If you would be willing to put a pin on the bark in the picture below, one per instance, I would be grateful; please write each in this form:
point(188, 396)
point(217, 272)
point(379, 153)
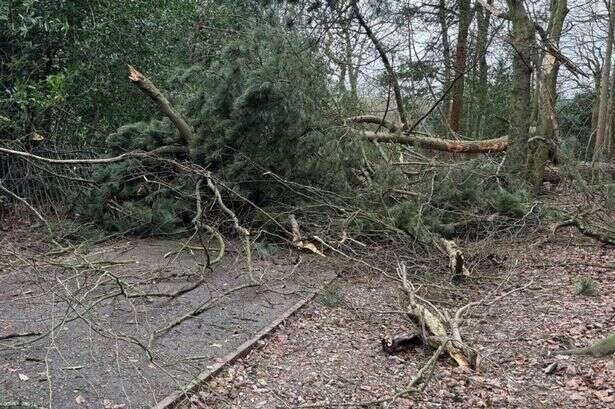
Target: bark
point(465, 17)
point(438, 144)
point(600, 143)
point(481, 85)
point(163, 104)
point(547, 131)
point(456, 261)
point(520, 111)
point(446, 57)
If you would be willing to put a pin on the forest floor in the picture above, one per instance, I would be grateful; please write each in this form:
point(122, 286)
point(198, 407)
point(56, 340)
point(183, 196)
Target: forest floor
point(69, 337)
point(330, 354)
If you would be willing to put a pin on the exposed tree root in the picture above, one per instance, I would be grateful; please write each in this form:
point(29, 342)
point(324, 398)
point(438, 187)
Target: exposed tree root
point(438, 328)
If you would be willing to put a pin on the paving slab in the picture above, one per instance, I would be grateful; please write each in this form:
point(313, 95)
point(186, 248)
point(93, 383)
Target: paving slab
point(94, 351)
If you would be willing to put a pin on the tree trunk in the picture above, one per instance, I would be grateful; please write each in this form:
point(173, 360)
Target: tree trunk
point(601, 129)
point(446, 58)
point(520, 111)
point(461, 52)
point(481, 86)
point(547, 128)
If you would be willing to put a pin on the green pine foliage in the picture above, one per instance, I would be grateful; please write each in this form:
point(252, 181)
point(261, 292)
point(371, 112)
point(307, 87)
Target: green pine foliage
point(263, 106)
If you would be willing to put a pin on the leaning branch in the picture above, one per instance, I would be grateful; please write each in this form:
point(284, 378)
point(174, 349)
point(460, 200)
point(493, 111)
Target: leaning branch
point(172, 149)
point(163, 104)
point(445, 145)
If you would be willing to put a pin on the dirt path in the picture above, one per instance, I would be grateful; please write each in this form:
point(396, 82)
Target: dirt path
point(332, 354)
point(94, 352)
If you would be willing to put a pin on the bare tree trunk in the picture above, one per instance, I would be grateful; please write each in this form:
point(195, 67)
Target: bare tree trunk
point(605, 83)
point(465, 17)
point(446, 57)
point(546, 139)
point(483, 18)
point(609, 143)
point(522, 42)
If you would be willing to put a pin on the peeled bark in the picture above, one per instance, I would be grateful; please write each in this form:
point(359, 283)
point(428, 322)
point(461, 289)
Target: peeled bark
point(444, 145)
point(163, 104)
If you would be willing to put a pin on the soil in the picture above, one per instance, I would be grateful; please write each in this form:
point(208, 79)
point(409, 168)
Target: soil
point(330, 354)
point(92, 348)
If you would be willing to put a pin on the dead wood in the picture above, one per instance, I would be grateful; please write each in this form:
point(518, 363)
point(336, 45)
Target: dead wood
point(438, 328)
point(456, 261)
point(164, 106)
point(446, 145)
point(399, 343)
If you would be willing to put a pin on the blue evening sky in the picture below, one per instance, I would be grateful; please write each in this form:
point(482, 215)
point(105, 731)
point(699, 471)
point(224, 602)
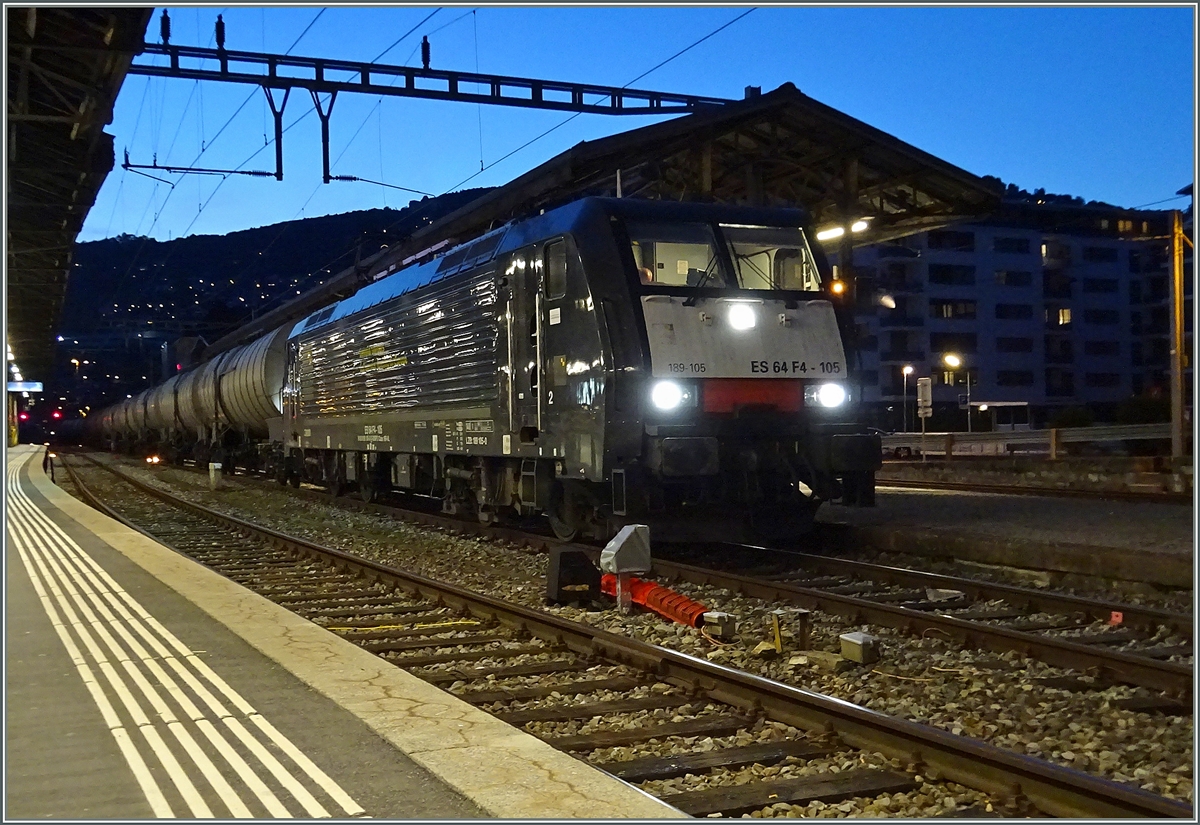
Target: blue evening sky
point(1093, 102)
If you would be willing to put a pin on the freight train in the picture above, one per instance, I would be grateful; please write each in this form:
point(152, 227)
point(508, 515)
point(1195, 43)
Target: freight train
point(605, 362)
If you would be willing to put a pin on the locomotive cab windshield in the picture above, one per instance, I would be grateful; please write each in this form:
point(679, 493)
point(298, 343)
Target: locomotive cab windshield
point(723, 257)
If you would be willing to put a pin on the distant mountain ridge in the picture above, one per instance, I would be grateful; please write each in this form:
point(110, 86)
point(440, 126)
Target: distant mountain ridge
point(210, 284)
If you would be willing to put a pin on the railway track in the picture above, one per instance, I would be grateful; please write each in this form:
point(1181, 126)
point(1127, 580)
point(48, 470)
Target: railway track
point(1054, 492)
point(1114, 642)
point(1060, 630)
point(581, 681)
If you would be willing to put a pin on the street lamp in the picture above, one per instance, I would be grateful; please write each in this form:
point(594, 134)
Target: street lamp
point(953, 361)
point(906, 372)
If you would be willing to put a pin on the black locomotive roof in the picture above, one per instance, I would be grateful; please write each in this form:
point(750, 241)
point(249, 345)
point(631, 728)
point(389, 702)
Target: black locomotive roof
point(781, 146)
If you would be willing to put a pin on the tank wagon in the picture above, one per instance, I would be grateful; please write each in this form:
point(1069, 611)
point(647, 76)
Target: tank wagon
point(609, 361)
point(216, 411)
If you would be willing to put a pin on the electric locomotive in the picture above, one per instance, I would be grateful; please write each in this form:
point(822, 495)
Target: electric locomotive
point(604, 362)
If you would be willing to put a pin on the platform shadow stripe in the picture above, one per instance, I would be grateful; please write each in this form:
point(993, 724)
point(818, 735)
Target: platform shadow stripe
point(103, 585)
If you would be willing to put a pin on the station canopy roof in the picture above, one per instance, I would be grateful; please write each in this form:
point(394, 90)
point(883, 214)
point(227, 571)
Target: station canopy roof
point(781, 148)
point(65, 67)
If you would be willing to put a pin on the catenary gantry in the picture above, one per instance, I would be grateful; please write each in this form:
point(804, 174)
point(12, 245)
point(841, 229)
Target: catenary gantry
point(781, 148)
point(65, 67)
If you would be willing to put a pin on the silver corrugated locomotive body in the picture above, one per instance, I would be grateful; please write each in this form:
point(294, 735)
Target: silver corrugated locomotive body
point(609, 361)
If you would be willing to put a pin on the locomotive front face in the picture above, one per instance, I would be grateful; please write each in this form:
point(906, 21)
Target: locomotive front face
point(747, 401)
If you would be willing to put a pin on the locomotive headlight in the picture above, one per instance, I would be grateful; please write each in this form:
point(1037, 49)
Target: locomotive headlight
point(742, 317)
point(666, 395)
point(826, 395)
point(669, 396)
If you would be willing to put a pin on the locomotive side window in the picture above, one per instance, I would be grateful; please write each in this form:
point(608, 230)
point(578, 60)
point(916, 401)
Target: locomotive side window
point(772, 258)
point(556, 269)
point(676, 254)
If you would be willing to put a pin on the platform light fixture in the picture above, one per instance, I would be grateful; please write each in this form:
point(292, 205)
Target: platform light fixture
point(838, 232)
point(906, 371)
point(953, 360)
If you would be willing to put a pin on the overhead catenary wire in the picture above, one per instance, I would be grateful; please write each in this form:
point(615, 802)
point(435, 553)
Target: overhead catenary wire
point(172, 191)
point(365, 180)
point(564, 122)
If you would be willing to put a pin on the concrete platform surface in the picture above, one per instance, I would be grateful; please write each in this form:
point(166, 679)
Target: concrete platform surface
point(141, 685)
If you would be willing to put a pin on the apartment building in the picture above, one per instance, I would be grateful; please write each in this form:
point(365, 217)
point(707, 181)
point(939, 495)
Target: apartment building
point(1050, 305)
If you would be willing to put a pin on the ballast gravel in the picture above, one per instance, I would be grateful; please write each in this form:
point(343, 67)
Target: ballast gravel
point(993, 697)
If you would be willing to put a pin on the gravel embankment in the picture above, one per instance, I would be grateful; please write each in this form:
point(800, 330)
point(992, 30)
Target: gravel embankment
point(988, 696)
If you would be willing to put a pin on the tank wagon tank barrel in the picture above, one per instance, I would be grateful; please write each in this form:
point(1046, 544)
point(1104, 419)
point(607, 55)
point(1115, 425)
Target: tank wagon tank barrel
point(606, 361)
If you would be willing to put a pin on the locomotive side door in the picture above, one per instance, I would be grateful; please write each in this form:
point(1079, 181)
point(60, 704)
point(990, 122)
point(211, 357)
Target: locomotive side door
point(525, 345)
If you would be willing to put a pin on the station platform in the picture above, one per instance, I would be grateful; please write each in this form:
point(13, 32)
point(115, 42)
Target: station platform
point(143, 685)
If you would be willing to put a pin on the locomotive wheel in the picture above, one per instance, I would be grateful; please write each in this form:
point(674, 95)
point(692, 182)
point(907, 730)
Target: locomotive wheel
point(367, 487)
point(335, 479)
point(563, 515)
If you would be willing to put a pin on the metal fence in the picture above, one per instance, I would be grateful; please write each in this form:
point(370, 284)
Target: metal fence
point(1031, 440)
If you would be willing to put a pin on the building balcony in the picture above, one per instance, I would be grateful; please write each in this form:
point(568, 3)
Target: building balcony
point(901, 285)
point(900, 320)
point(901, 355)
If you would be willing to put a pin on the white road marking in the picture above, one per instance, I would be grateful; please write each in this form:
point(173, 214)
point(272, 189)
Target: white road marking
point(94, 604)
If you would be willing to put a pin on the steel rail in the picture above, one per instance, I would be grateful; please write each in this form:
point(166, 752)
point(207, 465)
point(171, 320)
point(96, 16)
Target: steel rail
point(1169, 676)
point(1053, 492)
point(1054, 789)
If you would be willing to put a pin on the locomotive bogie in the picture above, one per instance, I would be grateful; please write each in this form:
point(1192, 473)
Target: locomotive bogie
point(606, 361)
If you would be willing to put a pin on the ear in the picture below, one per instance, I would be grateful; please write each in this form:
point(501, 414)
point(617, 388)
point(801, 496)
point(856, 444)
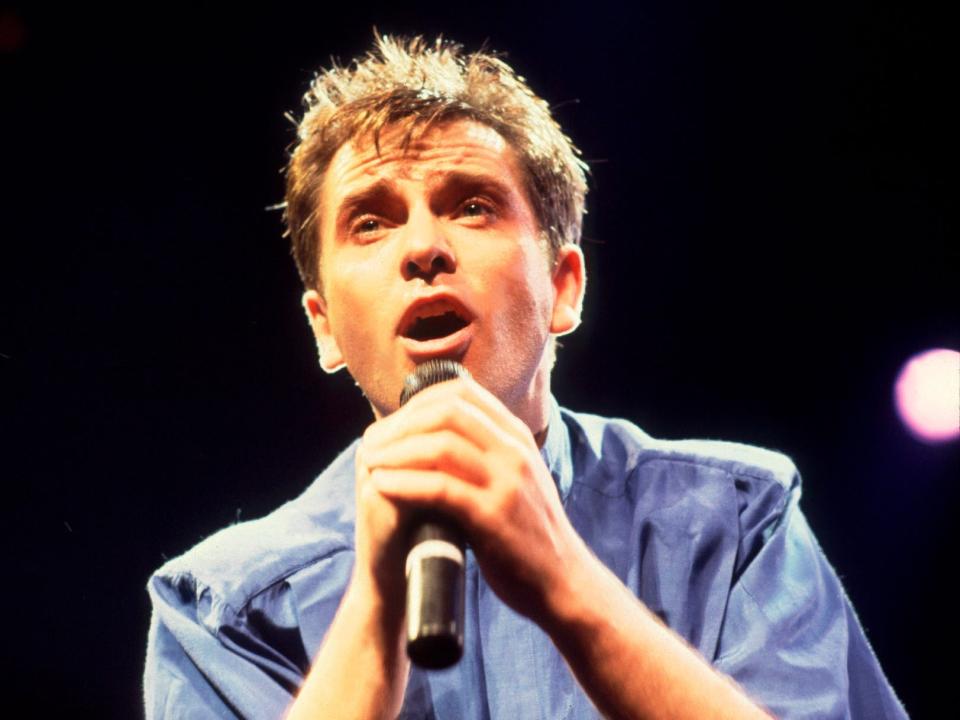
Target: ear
point(331, 359)
point(569, 282)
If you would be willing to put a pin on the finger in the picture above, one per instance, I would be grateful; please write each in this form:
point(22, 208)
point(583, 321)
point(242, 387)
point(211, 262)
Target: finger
point(469, 390)
point(436, 411)
point(429, 488)
point(442, 450)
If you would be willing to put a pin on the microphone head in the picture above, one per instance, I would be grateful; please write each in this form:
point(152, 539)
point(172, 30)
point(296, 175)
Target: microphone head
point(430, 373)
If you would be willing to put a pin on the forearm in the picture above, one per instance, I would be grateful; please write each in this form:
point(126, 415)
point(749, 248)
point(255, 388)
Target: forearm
point(361, 669)
point(630, 663)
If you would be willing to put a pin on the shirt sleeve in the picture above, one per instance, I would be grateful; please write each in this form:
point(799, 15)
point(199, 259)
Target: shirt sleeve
point(790, 635)
point(195, 672)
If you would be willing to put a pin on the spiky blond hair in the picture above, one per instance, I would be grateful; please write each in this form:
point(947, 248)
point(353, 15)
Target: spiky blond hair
point(414, 84)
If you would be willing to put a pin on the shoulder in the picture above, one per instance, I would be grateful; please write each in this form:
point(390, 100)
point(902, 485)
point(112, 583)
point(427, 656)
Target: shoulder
point(610, 453)
point(233, 565)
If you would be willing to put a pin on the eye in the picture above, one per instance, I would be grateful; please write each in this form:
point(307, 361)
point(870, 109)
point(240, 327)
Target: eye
point(366, 226)
point(477, 208)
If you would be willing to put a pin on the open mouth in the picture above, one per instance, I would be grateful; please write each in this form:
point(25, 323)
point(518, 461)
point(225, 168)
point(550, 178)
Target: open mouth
point(432, 327)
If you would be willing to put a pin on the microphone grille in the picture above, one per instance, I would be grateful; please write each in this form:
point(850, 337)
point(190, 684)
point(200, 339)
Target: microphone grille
point(430, 373)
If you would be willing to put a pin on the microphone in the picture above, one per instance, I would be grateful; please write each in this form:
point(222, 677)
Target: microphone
point(435, 561)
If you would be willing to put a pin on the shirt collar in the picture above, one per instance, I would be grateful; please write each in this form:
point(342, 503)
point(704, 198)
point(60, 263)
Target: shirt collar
point(556, 451)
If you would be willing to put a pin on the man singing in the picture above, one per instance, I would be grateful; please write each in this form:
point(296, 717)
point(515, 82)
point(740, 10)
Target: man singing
point(434, 208)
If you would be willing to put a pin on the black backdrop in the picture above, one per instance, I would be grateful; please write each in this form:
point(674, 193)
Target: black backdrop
point(766, 240)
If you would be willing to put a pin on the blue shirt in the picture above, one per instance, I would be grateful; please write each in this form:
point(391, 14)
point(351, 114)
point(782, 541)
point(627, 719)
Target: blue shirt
point(709, 535)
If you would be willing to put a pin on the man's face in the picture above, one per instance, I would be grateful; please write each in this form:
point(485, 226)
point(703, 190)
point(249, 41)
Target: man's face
point(434, 251)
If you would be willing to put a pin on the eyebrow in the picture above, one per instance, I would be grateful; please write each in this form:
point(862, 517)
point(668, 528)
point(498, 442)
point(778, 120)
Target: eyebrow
point(373, 193)
point(459, 180)
point(439, 183)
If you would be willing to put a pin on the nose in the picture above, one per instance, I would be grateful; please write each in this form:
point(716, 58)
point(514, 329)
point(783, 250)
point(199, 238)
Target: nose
point(427, 251)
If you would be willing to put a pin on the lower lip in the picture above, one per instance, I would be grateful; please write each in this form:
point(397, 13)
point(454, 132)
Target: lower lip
point(447, 346)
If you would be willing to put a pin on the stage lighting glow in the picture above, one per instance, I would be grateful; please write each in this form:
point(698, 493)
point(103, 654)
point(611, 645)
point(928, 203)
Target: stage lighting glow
point(927, 395)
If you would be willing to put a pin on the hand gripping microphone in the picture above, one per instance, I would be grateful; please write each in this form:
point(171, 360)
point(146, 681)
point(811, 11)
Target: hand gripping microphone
point(435, 560)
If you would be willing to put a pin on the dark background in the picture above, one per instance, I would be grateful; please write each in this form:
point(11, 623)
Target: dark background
point(767, 242)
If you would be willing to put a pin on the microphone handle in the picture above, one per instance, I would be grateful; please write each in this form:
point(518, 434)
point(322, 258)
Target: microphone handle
point(435, 593)
point(435, 562)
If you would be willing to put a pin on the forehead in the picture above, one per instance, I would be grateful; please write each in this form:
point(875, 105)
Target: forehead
point(459, 145)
★ ★ ★
> _WHAT TO PRODUCE_: Pull out the lines above in which the word "below" appears.

> _EXERCISE ANSWER_:
If you would be willing to put a pin on the bark in the picture below, one per instance, I would be grateful; please write each in this form:
If you would be willing to put a pin on the blue evening sky in the picture below, one per instance, I would be grateful; please write each in this form:
If you would be willing to put a pin on the ear in the picture below, one per instance, I would be grateful; please write each in this form:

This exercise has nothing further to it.